The output should consist solely of the line containing "TARGET: rock formation" and the lines that follow it through the end of the data below.

- _Image location labeling entries_:
========================================
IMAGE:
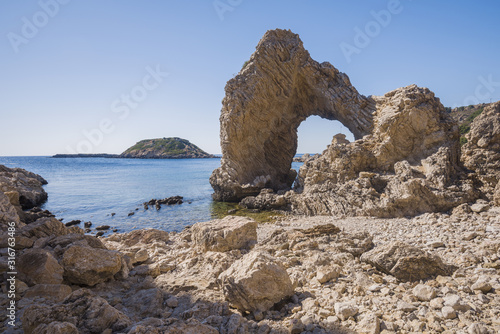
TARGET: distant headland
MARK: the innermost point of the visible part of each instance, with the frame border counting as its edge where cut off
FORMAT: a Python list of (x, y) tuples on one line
[(160, 148)]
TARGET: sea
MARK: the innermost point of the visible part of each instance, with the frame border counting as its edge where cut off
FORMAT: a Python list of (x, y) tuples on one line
[(106, 191)]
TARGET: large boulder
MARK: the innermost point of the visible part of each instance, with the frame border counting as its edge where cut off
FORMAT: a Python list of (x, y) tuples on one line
[(88, 312), (225, 234), (405, 262), (90, 266), (496, 195), (44, 227), (27, 184), (8, 212), (38, 266), (405, 159), (256, 282), (481, 153)]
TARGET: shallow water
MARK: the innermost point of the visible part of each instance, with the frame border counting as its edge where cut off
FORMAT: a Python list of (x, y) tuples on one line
[(90, 189)]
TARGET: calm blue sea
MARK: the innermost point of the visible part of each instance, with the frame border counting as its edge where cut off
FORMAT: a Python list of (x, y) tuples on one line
[(90, 189)]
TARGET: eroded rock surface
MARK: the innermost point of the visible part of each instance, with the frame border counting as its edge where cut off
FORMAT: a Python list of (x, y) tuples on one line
[(225, 234), (256, 282), (405, 160), (481, 153)]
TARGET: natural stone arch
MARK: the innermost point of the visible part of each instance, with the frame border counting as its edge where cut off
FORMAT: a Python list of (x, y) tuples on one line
[(264, 105), (404, 161)]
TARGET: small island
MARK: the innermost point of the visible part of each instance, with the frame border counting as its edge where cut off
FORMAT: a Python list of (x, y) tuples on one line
[(160, 148)]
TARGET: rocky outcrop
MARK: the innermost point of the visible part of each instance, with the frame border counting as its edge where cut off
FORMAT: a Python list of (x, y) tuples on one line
[(256, 282), (22, 187), (405, 160), (225, 234), (481, 153), (90, 266), (165, 148), (405, 262)]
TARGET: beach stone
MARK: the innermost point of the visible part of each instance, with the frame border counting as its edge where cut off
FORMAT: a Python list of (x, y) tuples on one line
[(225, 234), (90, 266), (424, 293), (405, 307), (257, 281), (448, 312), (44, 227), (405, 262), (477, 328), (370, 324), (345, 310), (56, 328), (54, 292), (87, 311), (482, 284), (38, 266), (480, 207)]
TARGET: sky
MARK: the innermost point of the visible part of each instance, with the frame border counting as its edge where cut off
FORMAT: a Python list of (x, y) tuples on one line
[(98, 76)]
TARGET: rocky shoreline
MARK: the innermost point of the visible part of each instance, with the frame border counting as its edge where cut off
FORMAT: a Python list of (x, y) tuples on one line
[(433, 273), (403, 237)]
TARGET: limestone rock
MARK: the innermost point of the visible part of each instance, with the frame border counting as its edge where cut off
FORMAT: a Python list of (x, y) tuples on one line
[(496, 196), (54, 292), (27, 184), (38, 266), (89, 313), (225, 234), (345, 310), (405, 262), (256, 282), (44, 227), (8, 212), (57, 328), (424, 292), (405, 160), (481, 153), (90, 266)]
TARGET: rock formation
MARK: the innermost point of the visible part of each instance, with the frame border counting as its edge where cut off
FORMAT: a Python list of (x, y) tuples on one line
[(314, 275), (405, 159), (165, 148), (481, 153)]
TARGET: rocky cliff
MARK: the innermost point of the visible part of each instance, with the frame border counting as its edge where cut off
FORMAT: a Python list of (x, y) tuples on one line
[(165, 148), (481, 153), (405, 160)]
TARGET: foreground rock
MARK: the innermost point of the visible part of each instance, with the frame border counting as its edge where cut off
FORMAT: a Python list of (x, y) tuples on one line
[(255, 283), (23, 188), (225, 234), (481, 153), (405, 160), (405, 262)]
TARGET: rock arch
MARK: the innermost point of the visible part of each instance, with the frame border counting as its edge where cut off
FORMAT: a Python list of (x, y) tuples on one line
[(264, 105), (404, 161)]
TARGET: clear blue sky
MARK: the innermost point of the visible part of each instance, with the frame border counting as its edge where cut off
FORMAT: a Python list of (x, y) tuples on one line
[(69, 75)]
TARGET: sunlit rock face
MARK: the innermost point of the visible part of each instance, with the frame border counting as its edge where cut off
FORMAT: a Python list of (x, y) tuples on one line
[(405, 159)]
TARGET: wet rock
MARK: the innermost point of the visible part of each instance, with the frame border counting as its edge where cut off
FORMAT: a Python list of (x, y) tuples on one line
[(73, 222), (405, 262), (256, 282), (225, 234), (38, 266), (90, 266)]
========================================
- _Answer to this problem_:
TARGET: rock formation
MARK: the innermost point of the visible part of each instance, with the frame border counting as its edge where cut off
FORMAT: a Python list of (x, y) tuples on one line
[(314, 275), (405, 159), (165, 148), (481, 153)]
TARGET: rocky cliff
MARK: the innermost point of the visible part of each instance, with the frame border counting as its edge where cut off
FORMAT: a Python list of (x, y) tuples on one line
[(165, 148), (481, 153), (405, 160)]
TARGET: foreground rock
MARK: the innermost point of the visible part of each instance, with the frame border counting as its edge where cut off
FORMAT: a Python list of (x, y) tuples on one line
[(255, 283), (23, 188), (225, 234), (481, 153), (405, 160), (405, 262)]
TARGET: rock arch
MARK: the innermost point of the visible part of each instance, with the frame border counting as its edge where cut off
FORMAT: a Python list of (x, y) tuples on one line
[(264, 105), (404, 161)]
TARGET: clear blue sky
MARK: the innermost point of the visible part of each instance, with the frame border counting as its edge where cut off
FORMAT: a Python list of (x, y) tuples on one line
[(69, 75)]
TARGET: sunlit rock face
MARK: the innermost point of the visible part of each instance, with the frame border counting as its edge where cut off
FORMAT: a Python list of (x, y) tuples on one line
[(405, 159)]
TARGET: wet rock
MARK: the innermost point of the visible part of each instance, with the frame border counting as its edge where cut off
FORMAT: a Python list of (x, y) tuples on one line
[(73, 222), (405, 262), (256, 282), (225, 234), (38, 266), (90, 266)]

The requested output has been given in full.